▶ [ASSIGNMENT] What you produce should match the records below precisely, except that images are removed.

▶ [Photo-based referring expression data]
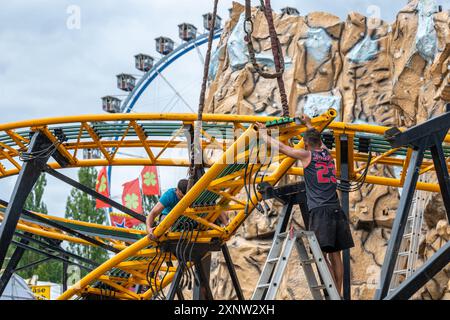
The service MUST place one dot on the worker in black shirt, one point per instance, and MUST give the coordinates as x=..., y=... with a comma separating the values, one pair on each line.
x=326, y=218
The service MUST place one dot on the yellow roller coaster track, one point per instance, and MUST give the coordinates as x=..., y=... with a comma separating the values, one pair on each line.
x=233, y=138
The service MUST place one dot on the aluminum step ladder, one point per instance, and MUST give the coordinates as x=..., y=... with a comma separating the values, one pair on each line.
x=405, y=265
x=277, y=260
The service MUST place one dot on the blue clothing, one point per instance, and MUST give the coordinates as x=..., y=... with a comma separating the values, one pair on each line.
x=169, y=200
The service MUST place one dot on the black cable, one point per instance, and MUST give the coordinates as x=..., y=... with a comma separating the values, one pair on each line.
x=180, y=256
x=149, y=272
x=190, y=243
x=197, y=281
x=162, y=279
x=357, y=184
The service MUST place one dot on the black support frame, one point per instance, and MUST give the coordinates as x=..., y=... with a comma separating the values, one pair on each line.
x=428, y=135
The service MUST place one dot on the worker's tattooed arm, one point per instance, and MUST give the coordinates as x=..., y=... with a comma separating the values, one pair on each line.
x=157, y=209
x=299, y=154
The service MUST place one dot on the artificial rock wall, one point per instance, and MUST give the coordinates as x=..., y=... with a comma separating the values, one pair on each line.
x=370, y=71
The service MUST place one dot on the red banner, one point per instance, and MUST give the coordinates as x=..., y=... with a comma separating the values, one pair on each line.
x=131, y=196
x=102, y=187
x=150, y=181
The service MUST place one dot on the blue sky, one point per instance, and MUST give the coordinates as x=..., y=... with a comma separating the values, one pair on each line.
x=47, y=69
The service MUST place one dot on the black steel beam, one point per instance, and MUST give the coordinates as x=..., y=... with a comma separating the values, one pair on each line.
x=47, y=246
x=27, y=247
x=440, y=166
x=422, y=275
x=11, y=266
x=203, y=270
x=61, y=227
x=28, y=175
x=32, y=264
x=414, y=136
x=232, y=272
x=344, y=175
x=398, y=228
x=93, y=193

▶ [WRITTEN RESPONSE]
The service MUST place one dot on the worker in black shirt, one point per instance, and MUST give the coordinates as x=..., y=... with a comma separating the values, one pair on each line.
x=326, y=218
The service MUST place one dot on the yellow roller coaster track, one point per instance, and MUST give the coordinates as x=..., y=... with a comma separating the values, one pair on each line.
x=233, y=138
The service MUST place one dot on the aluminum step ladder, one point per instance, and MUST give the coordinates as x=..., y=... with a comma separating the values, one pair on each line.
x=405, y=265
x=277, y=260
The service MUST place one dot on the blue clothing, one point per instance, and MUST give the coordinates as x=..., y=... with a comma separating the values, one pair on each line.
x=169, y=200
The service MUST place one dot on the black cable, one point per instance, and MUST give the coordinates as x=..., y=... with a comma separating the values, one pair on each line.
x=180, y=256
x=149, y=272
x=190, y=243
x=197, y=281
x=162, y=279
x=357, y=184
The service MUST place one dot on the black support frame, one point per instance, and MUST give the coordinates as x=..., y=... with a comma separating the values, one pair on each line.
x=428, y=135
The service MUST place one dot on the worker's tattooed arm, one point per instance, and MUST give the coordinates as x=..., y=... with a comma separating the values, one pair on each line.
x=157, y=209
x=299, y=154
The service MUST place one dot on the artificial rock wall, one point per instance, and MUST give the coordinates as x=..., y=... with a comma separating the values, one pair on each line.
x=370, y=71
The service MUST place one dot on the red banner, one point per instance, and MUST give the coordinates as x=..., y=... with a comma separating the values, one pair on each line.
x=131, y=196
x=102, y=187
x=150, y=181
The service MUST place one dot on the blue sky, one point per instance, and MUST give the coordinates as x=..., y=... with a comma separating the values, one pair on each line.
x=47, y=69
The service MUST place one dot on the black steel beam, one point per instance, and MUST give the coordinates as x=..., y=... with a comma separating the values, one pair on each line.
x=47, y=246
x=27, y=247
x=440, y=166
x=422, y=275
x=11, y=266
x=203, y=270
x=61, y=227
x=28, y=175
x=32, y=264
x=414, y=136
x=232, y=272
x=344, y=175
x=398, y=228
x=93, y=193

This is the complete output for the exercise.